BRIEF: From the entries below, transcribe exactly the lines between the line holding "Target: blue textured surface" and the line holding "Target: whole red tomato", inclusive; skip all other lines.

+--

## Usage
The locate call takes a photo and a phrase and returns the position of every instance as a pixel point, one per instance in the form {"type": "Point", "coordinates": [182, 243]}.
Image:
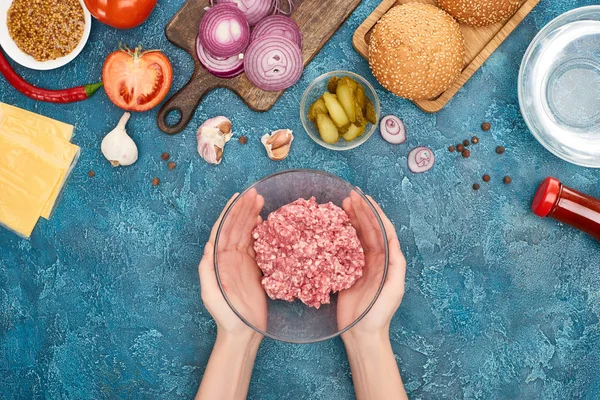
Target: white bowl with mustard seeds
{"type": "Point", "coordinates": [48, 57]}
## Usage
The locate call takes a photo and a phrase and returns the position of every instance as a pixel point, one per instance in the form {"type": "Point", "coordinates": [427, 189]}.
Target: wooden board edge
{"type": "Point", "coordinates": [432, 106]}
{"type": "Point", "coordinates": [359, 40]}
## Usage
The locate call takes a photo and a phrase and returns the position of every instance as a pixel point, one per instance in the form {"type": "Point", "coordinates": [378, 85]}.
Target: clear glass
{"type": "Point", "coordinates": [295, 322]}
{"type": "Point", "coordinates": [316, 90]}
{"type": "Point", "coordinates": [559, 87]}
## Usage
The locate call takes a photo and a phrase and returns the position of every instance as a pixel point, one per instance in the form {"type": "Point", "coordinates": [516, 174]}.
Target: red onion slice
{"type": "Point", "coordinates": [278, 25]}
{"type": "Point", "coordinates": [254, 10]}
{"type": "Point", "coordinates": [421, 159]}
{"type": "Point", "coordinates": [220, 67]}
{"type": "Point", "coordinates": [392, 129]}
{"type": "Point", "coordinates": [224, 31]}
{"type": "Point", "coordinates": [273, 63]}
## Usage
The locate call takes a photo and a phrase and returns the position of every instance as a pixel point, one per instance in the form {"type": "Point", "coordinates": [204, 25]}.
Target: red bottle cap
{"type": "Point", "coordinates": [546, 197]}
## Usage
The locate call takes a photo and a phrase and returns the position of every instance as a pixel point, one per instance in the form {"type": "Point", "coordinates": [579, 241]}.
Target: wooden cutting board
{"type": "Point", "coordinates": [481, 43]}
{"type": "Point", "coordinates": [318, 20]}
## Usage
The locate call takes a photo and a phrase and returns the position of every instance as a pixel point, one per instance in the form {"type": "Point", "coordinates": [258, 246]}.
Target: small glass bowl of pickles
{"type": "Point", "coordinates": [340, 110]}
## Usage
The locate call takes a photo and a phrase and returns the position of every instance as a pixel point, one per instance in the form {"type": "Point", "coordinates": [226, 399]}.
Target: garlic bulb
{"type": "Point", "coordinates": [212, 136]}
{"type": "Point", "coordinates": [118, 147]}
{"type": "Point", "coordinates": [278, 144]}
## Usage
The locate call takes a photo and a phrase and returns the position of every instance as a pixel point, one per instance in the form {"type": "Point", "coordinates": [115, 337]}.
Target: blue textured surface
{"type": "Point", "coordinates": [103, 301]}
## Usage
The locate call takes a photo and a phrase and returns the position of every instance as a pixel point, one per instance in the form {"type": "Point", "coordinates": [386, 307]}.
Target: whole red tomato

+--

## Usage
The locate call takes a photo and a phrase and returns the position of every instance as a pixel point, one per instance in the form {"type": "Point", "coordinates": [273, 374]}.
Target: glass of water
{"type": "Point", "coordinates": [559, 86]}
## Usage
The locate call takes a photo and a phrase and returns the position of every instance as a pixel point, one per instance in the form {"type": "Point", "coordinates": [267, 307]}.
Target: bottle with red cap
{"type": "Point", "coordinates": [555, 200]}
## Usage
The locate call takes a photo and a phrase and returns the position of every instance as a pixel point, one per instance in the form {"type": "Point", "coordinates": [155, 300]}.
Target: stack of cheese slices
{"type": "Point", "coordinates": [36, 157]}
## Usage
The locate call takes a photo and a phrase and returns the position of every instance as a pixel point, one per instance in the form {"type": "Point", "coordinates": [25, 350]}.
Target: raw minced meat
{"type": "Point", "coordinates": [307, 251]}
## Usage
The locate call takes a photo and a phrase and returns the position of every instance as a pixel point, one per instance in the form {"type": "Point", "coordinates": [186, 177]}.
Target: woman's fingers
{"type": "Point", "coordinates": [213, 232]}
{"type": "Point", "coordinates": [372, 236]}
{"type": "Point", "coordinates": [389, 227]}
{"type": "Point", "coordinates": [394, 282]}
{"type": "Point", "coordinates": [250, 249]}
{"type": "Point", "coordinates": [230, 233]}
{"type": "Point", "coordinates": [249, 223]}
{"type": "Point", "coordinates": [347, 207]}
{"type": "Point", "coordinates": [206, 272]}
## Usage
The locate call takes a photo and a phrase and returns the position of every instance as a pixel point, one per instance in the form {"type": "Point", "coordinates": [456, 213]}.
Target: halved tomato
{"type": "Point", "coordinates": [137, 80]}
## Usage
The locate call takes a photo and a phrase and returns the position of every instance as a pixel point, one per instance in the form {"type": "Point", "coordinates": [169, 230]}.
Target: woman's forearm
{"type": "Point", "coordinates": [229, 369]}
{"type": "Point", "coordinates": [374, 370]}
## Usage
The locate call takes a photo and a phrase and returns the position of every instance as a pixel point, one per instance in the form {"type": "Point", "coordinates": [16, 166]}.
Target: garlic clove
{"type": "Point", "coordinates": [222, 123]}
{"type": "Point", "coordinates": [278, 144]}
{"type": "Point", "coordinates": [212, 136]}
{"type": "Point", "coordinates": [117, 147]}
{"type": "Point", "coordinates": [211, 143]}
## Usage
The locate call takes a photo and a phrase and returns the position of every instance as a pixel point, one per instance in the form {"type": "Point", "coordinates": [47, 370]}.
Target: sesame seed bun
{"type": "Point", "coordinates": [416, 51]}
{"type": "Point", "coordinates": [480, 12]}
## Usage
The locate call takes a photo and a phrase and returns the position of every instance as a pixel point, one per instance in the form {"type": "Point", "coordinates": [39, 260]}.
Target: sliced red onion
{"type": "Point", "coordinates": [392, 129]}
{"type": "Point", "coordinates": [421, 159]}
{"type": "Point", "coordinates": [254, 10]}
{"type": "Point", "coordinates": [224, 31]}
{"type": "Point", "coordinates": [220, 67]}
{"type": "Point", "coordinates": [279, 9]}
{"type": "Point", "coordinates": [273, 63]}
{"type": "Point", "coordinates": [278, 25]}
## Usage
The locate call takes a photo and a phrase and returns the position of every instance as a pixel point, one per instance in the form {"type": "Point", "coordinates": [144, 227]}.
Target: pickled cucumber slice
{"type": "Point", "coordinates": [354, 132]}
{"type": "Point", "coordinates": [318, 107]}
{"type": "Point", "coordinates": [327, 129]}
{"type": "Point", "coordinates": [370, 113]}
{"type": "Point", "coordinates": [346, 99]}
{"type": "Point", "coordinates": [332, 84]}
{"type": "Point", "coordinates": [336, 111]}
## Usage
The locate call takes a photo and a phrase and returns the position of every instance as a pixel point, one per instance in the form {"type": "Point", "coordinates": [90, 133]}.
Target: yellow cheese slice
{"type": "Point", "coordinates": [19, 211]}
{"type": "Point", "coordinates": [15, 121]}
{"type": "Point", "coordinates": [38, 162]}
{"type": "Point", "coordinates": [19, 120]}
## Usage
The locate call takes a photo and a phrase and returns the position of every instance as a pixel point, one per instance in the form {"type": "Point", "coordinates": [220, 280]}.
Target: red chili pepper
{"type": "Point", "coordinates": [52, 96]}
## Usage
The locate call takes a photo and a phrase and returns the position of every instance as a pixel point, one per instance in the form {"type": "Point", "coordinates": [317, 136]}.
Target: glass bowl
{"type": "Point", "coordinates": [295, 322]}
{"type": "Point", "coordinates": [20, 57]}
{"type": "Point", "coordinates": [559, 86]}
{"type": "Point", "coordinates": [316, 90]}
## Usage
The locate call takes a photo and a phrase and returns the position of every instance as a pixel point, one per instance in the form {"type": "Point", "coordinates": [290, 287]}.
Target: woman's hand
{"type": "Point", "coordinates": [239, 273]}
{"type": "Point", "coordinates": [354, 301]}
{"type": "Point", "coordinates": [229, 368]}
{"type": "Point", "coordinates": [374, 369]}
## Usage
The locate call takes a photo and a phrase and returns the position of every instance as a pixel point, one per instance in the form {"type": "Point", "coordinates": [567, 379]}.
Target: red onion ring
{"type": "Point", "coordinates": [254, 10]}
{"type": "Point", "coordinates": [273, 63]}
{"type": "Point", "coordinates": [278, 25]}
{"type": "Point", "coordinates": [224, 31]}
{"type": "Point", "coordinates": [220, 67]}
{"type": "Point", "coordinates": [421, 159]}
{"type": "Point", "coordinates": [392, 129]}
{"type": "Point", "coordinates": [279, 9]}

+--

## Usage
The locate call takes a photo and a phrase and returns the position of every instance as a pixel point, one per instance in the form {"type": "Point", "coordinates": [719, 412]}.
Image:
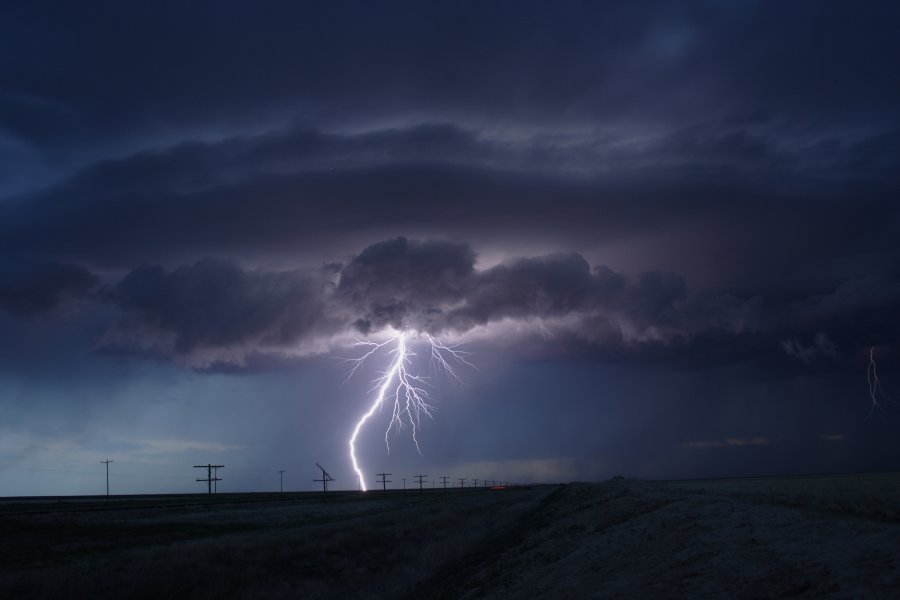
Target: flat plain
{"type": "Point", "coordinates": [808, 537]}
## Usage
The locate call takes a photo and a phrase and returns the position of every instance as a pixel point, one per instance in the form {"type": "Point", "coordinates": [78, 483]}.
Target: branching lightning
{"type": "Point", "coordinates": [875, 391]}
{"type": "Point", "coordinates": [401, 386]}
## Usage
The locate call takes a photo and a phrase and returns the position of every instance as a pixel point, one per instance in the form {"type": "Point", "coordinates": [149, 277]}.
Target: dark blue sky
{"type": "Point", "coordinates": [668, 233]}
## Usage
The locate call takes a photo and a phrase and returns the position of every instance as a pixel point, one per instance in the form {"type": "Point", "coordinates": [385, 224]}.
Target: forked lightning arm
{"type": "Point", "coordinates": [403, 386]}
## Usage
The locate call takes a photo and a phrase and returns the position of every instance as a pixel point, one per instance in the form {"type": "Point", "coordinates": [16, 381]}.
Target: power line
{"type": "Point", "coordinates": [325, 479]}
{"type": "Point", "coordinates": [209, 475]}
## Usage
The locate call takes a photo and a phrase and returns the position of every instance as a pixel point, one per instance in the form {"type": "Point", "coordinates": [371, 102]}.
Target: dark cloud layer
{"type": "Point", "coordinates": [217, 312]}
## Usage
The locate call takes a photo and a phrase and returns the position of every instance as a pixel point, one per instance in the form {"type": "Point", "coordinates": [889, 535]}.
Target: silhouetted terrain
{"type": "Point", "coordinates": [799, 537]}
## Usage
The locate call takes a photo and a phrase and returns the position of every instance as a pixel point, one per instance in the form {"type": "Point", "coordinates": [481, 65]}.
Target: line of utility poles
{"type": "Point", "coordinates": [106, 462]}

+--

EXPECTED ANSWER:
Target: blue textured surface
{"type": "Point", "coordinates": [103, 301]}
## Usage
The locate call takes a photo and a phrase and returns the position of every instance as a pixel point, one per instance in the form {"type": "Point", "coordinates": [386, 307]}.
Target: whole red tomato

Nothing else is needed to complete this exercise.